**Task requirements**
A. Which lines of the records contain the string "rule"? Pick out and copy each of them.
B. Can you carry on the text about the Rönisch piano company from the point where it stops?

**Reading text**
— BEGIN —

German piano manufacturer

Karl Rönisch is a piano manufacturer in Dresden, Germany.

The owner Karl Moritz Hermann Rönisch was awarded an imperial and royal warrant of appointment to the court of Austria-Hungary.

The company exported to Russia and, to avoid high tariffs, built a factory in St. Petersburg in 1897, parts for which were still manufactured in Dresden, in the main factory. In 1918, Hermann Rönisch, the son of the company's founder, sold the "Carl Rönisch Hof-Pianofabrik" to Ludwig Hupfeld AG in Leipzig after his grandson, who had been designated as his successor, had been killed in the First World War. He had been associated with Ludwig Hupfeld as a business partner since 1902.

In 2009, the company merged with Blüthner and the production was moved to Blüthner factory in Leipzig, Germany. In 1945, most of Rönisch's main factory in Dresden's Innere Neustadt fell victim to the air raids on Dresden. Since 1948, instruments bearing the Rönisch brand name have been built at the "Leipziger Pianofortefabrik", the main factory of Ludwig Hupfeld AG in the Böhlitz-Ehrenberg district of Leipzig.

Recordings made with instruments by Karl Rönisch
- Gudrun Schaumann, Wolfgang Brunner. Robert Schumann, Clara Schumann, Albert Dietrich, Johannes Brahms, Theodor Kirchner, Carl Reinecke. The Circle of Robert Schumann Vol.2. Label: Capriccio. Played on pianos by Rönisch (1872) and Streicher (1836 and 1870).

— END —

**Recorded information**
— BEGIN —

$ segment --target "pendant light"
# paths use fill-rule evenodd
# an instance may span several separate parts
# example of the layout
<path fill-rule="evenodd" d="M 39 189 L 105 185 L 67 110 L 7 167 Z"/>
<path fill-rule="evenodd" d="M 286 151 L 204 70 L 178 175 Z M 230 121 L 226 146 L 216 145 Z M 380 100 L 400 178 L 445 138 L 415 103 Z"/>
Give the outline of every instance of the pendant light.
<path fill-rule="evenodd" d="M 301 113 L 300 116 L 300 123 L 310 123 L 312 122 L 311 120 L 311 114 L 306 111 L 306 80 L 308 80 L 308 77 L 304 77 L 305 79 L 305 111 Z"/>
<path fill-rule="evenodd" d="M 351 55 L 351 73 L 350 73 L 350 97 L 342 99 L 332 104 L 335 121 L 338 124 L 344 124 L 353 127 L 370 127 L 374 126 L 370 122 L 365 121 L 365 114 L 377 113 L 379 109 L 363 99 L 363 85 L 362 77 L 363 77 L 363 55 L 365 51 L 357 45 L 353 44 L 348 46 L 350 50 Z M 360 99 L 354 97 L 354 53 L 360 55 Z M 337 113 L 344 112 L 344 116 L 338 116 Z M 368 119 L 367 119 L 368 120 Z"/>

— END —

**Answers provided**
A.
# paths use fill-rule evenodd
<path fill-rule="evenodd" d="M 39 189 L 105 185 L 67 110 L 7 167 Z"/>
<path fill-rule="evenodd" d="M 286 151 L 204 70 L 178 175 Z M 230 121 L 226 146 L 216 145 Z M 380 100 L 400 178 L 445 138 L 415 103 Z"/>
<path fill-rule="evenodd" d="M 301 113 L 300 116 L 300 123 L 310 123 L 312 122 L 311 120 L 311 114 L 306 111 L 306 80 L 308 80 L 308 77 L 304 77 L 305 79 L 305 111 Z"/>
<path fill-rule="evenodd" d="M 351 55 L 351 73 L 350 73 L 350 97 L 342 99 L 332 104 L 335 121 L 338 124 L 344 124 L 353 127 L 370 127 L 374 126 L 370 122 L 365 121 L 365 114 L 377 113 L 379 109 L 363 99 L 363 85 L 362 77 L 363 77 L 363 55 L 365 51 L 357 45 L 353 44 L 348 46 L 350 50 Z M 360 99 L 354 97 L 354 53 L 360 55 Z M 337 113 L 344 112 L 344 116 L 338 116 Z M 368 119 L 367 119 L 368 120 Z"/>

B.
- Alexander Baillie, John Thwaites. Johannes Brahms. Sonaten für Violoncello und Klavier, Vier ernste Gesänge. Label: Somm. Played on pianos by Rönisch (1860), Ehrbar (1877) and Streicher (1878).
- Primrose Piano Quartet. Johannes Brahms. The Piano Quartets. Label: Meridian Records. Played on pianos by Rönisch, Blüthner and Streicher.
- Stenzl Pianoduo. Wolfgang Amadeus Mozart. Sonaten KV 448, 497, Fantasie f-moll KV 608. Label: Ars Musici. Played on two pianos by Rönisch (c. 1862 and 1872).
- Werner Güra, Christoph Berner. Franz Schubert. Die Winterreise. Label: Harmonia Mundi . Played on a Rönisch piano (1872).
- Marlis Petersen, Anke Vondung, Werner Güra, Konrad Jarnot, Christoph Berner. Franz Schubert. Licht und Liebe. Label: Harmonia Mundi . Played on a Rönisch piano.
- Daniel Johannsen, Andreas Fröschl. Hugo Wolf. 360° Hugo Wolf. Label: Spektral Records. Played on a Rönisch piano (1872).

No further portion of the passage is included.